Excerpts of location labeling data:
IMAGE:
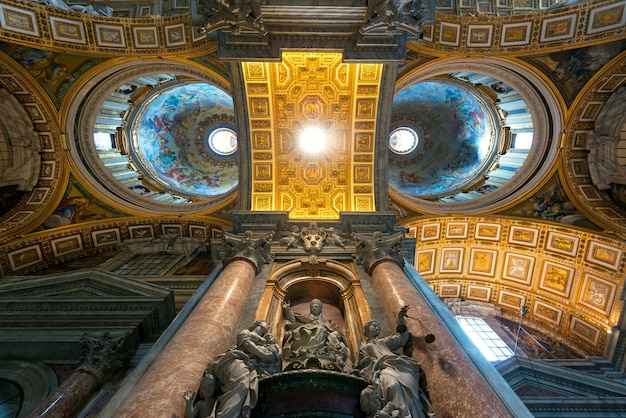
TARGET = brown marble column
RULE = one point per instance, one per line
(204, 334)
(102, 357)
(456, 387)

= WHAT YOU NEED TO DO =
Reproduce each of the lines above word for word, leaving out the picture.

= TASK RESPONSE =
IMAGE:
TARGET = brown marble column
RULE = one point per instance, one per line
(204, 334)
(102, 357)
(456, 387)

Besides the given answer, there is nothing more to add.